Trecho do texto
2000–2009
As tentações e seduções do mundo
Outubro 2000


As tentações e seduções do mundo

“Há muitas pessoas que estão envolvidas com os cuidados do mundo, sem estarem obrigatoriamente em transgressão. Contudo, certamente estão distraídas e, portanto, ‘[desperdiçam] os dias de sua provação.” (2 Néfi 9:27)

Para os que realmente crêem, as tentações e seduções do mundo, inclusive os seus prazeres, poder, honra, dinheiro e preeminência, sempre existiram. Atualmente, porém, muitos sistemas de proteção que já foram úteis no passado estão deturpados ou inutilizados. Além disso, as coisas nocivas do mundo são vendidas com tecnologia muito penetrante e promovidas por uma enxurrada de propagandas da mídia, tendo a capacidade de atingir quase todos os lares e vilarejos. Tudo isso enquanto muitos que já estão totalmente fora de sintonia com as coisas espirituais dizem: “Rico sou, e estou enriquecido, e de nada tenho falta”. (Apocalipse 3:17)

Os privilégios do discipulado, porém, são de tal natureza que se virmos uma limusine encostando no meio-fio, sabemos que não veio nos buscar. O plano de Deus não é um plano de prazer. Ele é o “plano de felicidade”.

As tentações e seduções do mundo são muito vigorosas. Os estilos de vida do mundo são astutamente reforçados pela justificativa de que “todo mundo está fazendo isso”, conseguindo assim aliciar ou enganar a maioria. Os produtos são promovidos e atitudes são criadas por hábeis técnicas de marketing.

Pedro aconselhou: “… De quem alguém é vencido, do tal faz-se também servo”.(II Pedro 2:19)Irmãos e irmãs, existe um número imenso de prisões personalizadas!

Os escarnecedores exibem a atitude desdenhosa predita por Pedro: “Onde está a promessa da … vinda [de Cristo]? Porque … todas as coisas permanecem como desde o princípio da criação”.(II Pedro 3:4)Essa atitude cínica confunde os sucessivos elencos que se apresentam no palco da mortalidade com a ausência de um diretor ou de roteiro.

Tal como um peixinho dentro de um aquário, alguns não se dão conta daquele que lhes troca a água e fornece ração. (Ver Jacó 4:13–14.) Ou como uma criança no jardim de infância, cujos pais parecem ter-se atrasado um pouco para apanhá-la, conclue solenemente: “O homem está sozinho no universo”.

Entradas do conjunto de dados
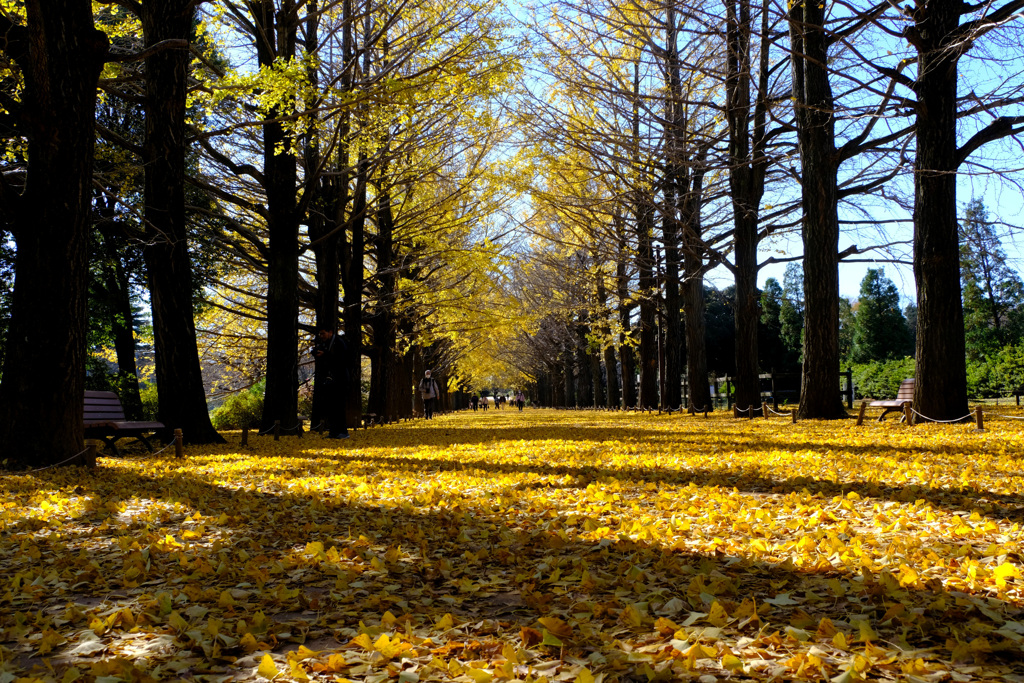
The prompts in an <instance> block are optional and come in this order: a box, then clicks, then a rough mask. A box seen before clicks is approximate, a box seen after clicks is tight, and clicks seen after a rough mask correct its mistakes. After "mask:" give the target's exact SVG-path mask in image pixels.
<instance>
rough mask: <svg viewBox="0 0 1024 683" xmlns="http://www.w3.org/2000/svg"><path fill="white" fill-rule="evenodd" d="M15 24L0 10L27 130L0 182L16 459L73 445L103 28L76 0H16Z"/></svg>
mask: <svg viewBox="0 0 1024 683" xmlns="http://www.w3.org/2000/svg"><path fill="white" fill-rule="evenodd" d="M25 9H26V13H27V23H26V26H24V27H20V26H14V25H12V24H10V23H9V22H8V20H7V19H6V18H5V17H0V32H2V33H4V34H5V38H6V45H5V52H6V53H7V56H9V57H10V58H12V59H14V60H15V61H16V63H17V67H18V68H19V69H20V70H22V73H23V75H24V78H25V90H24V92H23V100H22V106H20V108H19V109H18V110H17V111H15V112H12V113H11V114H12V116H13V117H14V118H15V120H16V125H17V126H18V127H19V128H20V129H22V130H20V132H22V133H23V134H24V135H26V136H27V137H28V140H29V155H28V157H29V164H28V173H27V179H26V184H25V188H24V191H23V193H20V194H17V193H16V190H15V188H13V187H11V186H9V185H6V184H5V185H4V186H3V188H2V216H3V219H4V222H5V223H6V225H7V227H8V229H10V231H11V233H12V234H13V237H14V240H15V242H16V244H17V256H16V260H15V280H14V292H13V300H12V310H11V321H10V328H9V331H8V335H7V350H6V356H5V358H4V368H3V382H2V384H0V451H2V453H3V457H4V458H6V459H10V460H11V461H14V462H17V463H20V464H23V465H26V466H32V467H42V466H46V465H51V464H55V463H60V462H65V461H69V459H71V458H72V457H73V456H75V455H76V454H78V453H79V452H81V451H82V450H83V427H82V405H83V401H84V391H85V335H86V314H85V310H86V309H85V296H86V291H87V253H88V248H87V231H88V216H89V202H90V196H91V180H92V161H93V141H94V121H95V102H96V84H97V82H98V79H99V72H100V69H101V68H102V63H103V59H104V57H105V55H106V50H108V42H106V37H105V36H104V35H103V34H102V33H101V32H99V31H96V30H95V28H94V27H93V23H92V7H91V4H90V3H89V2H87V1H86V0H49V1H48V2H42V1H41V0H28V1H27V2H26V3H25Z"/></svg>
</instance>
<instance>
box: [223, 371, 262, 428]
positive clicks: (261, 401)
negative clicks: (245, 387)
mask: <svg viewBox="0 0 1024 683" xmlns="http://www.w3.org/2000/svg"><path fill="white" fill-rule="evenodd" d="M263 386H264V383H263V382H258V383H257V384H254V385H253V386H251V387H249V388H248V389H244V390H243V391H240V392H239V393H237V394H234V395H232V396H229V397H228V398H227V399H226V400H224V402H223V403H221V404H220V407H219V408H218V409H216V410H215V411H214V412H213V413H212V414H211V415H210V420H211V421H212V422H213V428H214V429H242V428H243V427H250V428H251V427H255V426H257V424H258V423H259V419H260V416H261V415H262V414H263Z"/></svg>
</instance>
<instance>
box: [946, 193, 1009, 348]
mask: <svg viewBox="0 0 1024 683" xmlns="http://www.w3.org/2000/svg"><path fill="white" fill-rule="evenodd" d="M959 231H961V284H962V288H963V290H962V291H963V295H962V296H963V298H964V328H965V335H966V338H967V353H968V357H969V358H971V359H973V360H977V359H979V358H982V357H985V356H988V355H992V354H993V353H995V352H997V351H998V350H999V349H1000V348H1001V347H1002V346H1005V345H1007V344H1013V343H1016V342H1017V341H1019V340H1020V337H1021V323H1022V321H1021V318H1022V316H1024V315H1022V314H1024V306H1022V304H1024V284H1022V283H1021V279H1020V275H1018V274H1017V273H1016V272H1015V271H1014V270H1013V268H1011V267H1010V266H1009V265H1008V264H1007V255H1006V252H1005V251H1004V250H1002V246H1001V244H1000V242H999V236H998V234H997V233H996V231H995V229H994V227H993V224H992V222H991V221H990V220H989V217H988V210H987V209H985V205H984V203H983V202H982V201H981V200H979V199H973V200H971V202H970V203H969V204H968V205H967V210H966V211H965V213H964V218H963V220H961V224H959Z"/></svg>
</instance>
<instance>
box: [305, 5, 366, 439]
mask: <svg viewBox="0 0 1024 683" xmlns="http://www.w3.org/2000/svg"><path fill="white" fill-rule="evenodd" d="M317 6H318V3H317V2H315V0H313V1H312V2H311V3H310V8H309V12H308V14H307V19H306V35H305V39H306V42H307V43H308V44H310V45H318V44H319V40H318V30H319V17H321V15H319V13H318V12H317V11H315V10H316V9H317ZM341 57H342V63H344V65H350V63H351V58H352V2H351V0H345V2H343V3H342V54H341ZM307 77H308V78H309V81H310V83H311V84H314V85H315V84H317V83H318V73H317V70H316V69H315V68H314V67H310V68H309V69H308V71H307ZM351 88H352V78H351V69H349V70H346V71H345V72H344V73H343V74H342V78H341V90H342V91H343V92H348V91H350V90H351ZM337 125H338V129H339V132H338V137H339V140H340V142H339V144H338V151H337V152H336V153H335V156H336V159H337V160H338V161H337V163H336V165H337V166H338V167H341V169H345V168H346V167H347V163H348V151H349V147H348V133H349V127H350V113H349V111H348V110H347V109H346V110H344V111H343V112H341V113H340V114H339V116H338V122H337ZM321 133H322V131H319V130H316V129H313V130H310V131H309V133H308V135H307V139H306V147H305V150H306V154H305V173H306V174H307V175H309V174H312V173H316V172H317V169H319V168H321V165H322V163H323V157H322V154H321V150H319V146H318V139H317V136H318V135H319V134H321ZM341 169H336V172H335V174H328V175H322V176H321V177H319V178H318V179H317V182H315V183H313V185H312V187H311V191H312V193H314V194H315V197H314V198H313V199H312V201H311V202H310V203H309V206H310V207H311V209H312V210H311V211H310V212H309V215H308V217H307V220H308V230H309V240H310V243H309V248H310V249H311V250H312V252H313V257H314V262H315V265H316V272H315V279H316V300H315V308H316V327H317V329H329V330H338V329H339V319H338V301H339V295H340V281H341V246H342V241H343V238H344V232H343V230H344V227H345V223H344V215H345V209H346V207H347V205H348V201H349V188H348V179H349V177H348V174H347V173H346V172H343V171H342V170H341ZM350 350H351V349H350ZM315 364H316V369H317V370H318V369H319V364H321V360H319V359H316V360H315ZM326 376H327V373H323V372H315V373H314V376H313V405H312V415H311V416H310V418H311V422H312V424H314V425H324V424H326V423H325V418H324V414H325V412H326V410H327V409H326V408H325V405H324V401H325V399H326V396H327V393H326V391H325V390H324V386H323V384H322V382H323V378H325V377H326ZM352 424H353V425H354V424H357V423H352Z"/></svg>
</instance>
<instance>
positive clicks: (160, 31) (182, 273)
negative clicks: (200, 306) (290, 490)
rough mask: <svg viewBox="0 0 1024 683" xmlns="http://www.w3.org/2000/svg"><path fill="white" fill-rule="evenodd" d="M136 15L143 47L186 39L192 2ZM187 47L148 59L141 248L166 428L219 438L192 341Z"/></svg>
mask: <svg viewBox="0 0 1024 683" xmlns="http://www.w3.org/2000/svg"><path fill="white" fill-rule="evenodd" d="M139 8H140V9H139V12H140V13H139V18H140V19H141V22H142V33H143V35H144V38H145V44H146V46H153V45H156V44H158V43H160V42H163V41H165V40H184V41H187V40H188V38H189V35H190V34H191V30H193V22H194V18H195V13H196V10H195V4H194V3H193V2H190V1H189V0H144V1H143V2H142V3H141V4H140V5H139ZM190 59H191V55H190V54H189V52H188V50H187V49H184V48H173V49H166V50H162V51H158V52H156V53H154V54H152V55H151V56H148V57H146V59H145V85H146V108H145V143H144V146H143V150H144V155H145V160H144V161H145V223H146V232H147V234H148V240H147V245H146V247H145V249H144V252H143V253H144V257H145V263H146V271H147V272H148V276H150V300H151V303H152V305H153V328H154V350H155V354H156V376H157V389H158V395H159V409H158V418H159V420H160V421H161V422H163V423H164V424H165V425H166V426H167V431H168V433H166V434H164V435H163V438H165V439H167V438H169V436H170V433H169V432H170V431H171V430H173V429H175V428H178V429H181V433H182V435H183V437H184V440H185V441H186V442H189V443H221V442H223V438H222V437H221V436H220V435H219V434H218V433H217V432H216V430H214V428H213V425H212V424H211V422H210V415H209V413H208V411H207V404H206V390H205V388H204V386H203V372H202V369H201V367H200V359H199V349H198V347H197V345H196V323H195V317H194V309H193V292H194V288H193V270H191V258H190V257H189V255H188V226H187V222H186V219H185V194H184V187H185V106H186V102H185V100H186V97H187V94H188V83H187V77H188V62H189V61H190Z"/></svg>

Requisitos das tarefas
1. Relacione, na ordem em que surgem, todas as referências às escrituras indicadas no texto sobre as tentações e seduções do mundo.
2. Dê prosseguimento ao texto sobre as tentações e seduções do mundo a partir da última frase apresentada, mantendo o mesmo tom e estilo.

Respostas das atividades
1.
- 2 Néfi 9:27
- Apocalipse 3:17
- II Pedro 2:19
- II Pedro 3:4
- Jacó 4:13–14

2.
Sem dúvida existem algumas pessoas que desejam sinceramente ter mais poder a fim de fazerem o bem, mas poucos indivíduos são suficientemente bons para serem poderosos. Mas a ânsia pelo poder e fama consome todo o oxigênio espiritual, fazendo com que alguns tenham “perdido todo o sentimento”. (Ver Efésios 4:19; 1 Néfi 17:45; Morôni 9:20.) Por estranho que pareça, embora dessensibilizados, alguns ainda são capazes de perceber o clique de uma câmera de TV a mais de cem metros. Toda essa agitação em busca das posições de poder na mortalidade não nos lembra aquele jogo infantil das cadeiras?

Na verdade, o discipulado pode afastar de nós as honras do mundo. Como Balaque disse a Balaão: “Eu tinha dito que te honraria grandemente; mas eis que o Senhor te privou desta honra”. (Números 24:11) De qualquer forma, o reconhecimento é uma flor que murcha muito rapidamente. Estremecemos ao ver aqueles que anteriomente tinham sido lisonjeados pelo mundo, como Judas, serem usados, desprezados e descartados. (Ver D&C 121:20) Não obstante, quando alguns desses estiverem preparados, até eles precisarão de ajuda. (Ver Hebreus 12:12; D&C 81:5.)

Portanto, embora reconheçamos a importância de se elogiar e louvar os feitos dignos de nota, não podemos nos esquecer das palavras de Jesus a respeito daqueles que recebem honras mortais: “Já receberam o seu galardão”. (Mateus 6:2, 5)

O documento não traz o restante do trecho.